Work item: Once you find the line containing "Each instance of the small wooden", please retype it and every line after it to the end of the entries, exactly and with nothing added.

Given entries:
────────────────
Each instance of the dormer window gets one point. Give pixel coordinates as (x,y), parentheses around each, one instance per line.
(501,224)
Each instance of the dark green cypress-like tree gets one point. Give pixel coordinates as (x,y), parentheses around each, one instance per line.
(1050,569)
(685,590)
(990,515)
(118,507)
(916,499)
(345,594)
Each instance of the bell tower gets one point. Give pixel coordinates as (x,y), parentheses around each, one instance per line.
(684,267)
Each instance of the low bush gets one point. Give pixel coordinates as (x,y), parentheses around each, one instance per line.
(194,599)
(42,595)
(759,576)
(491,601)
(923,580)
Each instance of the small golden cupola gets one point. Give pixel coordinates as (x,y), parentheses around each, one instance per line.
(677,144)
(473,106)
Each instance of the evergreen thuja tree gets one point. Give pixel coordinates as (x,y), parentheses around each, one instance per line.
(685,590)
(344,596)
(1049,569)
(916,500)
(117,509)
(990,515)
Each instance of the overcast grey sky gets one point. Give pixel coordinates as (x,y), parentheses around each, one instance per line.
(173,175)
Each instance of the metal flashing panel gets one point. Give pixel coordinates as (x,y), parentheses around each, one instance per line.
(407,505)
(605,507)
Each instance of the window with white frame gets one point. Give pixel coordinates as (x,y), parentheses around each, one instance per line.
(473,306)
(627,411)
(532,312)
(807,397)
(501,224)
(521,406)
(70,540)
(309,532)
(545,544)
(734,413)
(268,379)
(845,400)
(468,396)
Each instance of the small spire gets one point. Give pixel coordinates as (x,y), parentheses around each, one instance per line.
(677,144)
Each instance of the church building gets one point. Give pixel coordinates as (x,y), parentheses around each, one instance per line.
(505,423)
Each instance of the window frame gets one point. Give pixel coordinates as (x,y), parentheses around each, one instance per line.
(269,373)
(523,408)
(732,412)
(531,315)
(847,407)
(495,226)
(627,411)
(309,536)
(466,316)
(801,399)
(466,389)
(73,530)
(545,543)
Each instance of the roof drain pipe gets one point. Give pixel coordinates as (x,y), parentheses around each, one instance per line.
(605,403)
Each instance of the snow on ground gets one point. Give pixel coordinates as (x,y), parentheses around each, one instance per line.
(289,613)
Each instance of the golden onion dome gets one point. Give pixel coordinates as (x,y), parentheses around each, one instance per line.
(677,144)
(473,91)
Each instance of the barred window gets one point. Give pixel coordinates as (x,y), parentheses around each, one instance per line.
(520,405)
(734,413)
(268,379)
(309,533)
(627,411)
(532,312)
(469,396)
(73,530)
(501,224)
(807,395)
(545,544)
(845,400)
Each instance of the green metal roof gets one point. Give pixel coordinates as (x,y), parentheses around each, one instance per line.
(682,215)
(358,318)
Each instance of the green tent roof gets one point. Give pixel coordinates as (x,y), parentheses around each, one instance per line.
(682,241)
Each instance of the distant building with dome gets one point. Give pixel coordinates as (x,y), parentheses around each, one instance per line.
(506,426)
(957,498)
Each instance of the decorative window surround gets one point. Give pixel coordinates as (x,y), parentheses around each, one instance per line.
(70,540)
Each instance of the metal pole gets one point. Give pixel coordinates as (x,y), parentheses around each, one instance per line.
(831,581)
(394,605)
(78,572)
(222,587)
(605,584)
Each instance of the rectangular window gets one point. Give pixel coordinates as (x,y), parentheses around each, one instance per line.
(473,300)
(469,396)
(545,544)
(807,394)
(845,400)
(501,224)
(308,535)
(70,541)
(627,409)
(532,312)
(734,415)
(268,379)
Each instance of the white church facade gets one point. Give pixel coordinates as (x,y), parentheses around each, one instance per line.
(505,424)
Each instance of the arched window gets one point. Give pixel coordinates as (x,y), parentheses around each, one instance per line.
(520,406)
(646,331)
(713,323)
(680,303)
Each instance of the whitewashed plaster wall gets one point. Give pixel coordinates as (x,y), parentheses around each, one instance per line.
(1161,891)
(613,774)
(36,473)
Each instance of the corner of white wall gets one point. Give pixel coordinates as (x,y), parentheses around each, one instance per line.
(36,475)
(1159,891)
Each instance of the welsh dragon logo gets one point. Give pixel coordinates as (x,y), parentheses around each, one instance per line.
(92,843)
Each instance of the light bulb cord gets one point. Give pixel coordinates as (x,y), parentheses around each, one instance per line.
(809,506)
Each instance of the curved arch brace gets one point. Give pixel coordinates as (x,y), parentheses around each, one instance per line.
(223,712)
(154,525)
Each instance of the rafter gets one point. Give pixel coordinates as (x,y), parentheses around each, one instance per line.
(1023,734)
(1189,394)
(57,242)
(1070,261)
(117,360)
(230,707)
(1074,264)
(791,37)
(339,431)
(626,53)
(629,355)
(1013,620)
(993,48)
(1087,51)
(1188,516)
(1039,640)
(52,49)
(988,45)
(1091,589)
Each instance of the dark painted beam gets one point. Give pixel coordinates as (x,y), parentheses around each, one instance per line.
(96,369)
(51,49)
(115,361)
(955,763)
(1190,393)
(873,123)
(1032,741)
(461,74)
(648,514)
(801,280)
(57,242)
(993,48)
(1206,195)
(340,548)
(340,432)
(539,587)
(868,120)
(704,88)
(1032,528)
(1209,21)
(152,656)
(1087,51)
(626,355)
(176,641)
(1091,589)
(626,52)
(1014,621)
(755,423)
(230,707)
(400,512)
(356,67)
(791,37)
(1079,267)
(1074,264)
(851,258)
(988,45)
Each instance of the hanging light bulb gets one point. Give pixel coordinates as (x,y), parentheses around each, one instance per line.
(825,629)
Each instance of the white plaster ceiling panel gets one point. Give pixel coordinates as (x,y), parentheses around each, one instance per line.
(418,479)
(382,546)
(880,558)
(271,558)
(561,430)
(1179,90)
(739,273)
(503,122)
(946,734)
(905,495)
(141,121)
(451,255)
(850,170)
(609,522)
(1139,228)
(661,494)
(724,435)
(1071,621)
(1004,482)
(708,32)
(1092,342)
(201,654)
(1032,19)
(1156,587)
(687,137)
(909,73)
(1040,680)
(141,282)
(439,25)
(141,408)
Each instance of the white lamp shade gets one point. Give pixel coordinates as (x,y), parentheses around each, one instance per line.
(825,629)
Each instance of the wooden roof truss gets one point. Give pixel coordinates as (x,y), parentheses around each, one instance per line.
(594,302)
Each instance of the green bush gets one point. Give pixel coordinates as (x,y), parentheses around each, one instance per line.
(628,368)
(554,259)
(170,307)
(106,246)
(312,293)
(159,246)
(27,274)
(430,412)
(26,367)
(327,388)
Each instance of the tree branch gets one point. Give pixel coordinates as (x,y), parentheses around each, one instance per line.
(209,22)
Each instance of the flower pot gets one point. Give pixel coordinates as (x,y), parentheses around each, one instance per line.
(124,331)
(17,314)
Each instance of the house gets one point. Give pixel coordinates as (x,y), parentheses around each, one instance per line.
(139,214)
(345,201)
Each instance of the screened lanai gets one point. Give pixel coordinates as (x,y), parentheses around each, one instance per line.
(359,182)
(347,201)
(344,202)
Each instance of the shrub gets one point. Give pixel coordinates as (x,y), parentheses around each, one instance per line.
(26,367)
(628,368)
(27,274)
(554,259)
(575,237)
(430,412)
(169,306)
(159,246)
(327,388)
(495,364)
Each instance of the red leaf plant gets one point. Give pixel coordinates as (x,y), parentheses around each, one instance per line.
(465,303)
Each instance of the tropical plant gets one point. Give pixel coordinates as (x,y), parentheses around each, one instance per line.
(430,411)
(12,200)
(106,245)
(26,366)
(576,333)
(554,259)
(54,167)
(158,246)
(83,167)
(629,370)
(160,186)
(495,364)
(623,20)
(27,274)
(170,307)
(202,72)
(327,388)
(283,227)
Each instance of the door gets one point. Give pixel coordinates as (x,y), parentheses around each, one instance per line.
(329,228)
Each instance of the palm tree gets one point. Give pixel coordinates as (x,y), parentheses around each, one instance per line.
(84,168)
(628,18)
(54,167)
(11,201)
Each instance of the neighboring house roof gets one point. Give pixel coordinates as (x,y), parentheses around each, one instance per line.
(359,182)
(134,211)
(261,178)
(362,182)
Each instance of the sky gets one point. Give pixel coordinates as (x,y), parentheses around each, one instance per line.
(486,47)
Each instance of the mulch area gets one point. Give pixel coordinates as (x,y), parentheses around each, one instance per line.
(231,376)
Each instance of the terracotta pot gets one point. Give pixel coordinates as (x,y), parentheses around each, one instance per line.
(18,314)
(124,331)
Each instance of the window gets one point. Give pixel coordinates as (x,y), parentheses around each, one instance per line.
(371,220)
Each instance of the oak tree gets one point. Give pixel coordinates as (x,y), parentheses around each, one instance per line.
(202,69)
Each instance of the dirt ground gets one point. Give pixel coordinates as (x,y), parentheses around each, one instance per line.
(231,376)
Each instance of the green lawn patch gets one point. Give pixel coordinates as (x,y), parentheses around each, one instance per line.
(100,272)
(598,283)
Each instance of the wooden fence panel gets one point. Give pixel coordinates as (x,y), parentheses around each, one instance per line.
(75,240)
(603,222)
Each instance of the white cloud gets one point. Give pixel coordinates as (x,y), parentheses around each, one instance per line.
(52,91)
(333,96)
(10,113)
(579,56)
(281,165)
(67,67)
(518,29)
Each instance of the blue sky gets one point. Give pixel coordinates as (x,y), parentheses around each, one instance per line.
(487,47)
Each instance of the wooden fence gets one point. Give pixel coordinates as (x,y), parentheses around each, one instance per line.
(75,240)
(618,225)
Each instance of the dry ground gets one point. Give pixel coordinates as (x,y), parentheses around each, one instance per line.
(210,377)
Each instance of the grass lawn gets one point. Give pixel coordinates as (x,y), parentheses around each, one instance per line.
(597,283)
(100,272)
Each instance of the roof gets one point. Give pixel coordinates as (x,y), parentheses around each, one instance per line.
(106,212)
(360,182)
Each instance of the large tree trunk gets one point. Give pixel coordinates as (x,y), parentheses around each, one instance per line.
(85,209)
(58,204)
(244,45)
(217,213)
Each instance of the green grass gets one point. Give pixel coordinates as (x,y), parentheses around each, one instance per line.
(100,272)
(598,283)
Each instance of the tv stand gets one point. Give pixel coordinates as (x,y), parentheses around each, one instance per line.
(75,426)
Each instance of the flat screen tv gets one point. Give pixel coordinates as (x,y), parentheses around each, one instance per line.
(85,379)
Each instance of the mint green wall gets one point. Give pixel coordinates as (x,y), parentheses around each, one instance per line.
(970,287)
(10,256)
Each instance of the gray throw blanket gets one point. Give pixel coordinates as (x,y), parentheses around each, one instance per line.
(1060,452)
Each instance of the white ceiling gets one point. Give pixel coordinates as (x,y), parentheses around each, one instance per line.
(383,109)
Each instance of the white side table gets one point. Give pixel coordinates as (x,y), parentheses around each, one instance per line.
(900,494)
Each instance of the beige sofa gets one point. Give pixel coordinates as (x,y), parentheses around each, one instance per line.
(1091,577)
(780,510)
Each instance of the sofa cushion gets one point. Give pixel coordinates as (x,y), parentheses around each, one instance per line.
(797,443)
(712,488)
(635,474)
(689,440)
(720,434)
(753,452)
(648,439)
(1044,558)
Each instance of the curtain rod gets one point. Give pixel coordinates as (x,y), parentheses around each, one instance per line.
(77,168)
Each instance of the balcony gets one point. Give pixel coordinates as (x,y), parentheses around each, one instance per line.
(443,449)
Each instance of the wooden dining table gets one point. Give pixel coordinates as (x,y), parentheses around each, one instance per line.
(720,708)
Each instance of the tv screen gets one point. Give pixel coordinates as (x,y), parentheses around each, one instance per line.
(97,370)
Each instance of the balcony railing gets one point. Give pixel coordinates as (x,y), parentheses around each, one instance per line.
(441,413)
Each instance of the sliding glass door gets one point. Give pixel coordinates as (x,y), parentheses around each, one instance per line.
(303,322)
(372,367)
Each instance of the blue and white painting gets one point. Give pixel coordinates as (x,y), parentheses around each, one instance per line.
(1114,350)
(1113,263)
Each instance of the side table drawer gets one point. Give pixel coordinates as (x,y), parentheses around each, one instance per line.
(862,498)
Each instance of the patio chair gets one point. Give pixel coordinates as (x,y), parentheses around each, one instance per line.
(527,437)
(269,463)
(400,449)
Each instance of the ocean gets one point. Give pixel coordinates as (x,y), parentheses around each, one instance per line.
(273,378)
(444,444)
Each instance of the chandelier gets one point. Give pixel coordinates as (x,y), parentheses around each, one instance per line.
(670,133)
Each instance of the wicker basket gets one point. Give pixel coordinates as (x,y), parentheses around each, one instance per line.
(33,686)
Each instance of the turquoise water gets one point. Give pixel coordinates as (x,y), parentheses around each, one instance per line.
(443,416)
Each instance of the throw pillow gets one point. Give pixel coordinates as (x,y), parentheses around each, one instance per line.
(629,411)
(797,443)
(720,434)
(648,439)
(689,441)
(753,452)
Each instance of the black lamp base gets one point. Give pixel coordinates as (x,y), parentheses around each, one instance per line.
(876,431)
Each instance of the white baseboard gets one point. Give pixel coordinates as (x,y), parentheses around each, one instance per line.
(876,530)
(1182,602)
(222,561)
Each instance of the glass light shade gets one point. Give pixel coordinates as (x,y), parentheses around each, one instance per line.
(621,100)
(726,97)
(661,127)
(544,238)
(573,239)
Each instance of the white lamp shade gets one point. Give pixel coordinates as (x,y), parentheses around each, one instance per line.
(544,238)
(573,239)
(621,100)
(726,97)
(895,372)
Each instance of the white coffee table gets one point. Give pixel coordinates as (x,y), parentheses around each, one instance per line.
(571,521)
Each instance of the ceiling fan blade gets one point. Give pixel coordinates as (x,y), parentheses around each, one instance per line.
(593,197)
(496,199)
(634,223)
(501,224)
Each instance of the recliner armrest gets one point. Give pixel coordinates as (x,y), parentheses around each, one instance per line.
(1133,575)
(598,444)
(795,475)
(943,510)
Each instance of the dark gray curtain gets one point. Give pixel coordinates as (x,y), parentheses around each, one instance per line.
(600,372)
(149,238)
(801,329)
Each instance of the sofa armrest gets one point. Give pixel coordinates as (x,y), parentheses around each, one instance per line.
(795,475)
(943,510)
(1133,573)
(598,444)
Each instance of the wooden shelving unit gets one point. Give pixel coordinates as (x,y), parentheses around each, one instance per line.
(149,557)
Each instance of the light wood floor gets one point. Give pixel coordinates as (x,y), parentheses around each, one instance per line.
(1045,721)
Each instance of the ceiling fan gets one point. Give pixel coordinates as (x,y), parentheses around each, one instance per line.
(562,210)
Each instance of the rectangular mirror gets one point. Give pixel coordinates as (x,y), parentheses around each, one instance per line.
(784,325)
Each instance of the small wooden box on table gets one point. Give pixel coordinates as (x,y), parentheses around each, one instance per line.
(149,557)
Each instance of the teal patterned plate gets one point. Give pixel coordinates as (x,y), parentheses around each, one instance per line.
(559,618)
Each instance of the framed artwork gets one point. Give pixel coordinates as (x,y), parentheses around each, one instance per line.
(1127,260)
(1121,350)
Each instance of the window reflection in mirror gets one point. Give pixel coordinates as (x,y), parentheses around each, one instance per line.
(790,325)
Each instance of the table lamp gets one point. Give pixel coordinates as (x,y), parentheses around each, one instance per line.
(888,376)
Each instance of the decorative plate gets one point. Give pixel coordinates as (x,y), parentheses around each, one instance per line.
────────────────
Answer below:
Each instance of the small wooden box on table gets one point. Give pixel coordinates as (x,y), parentheses around each, one instance per line.
(149,557)
Each instance of the teal patterned plate gets one point. Give pixel coordinates as (x,y), parentheses around each, one instance per line.
(559,618)
Each instance of the framed artwork gets one point. Give pixel coordinates as (x,y), parentheses around each, one instance per line.
(1127,260)
(1121,350)
Each instance of the window reflection in mirror gets one point. Give pixel coordinates as (x,y), parentheses around each, one instance per line.
(790,325)
Each instance of the table lamp gets one point. Give pixel coordinates as (x,y), parentheses around each, one instance per line.
(888,376)
Each instance of the decorative plate gets one point. Give pixel coordinates as (x,y), parentheses around each, one instance per line.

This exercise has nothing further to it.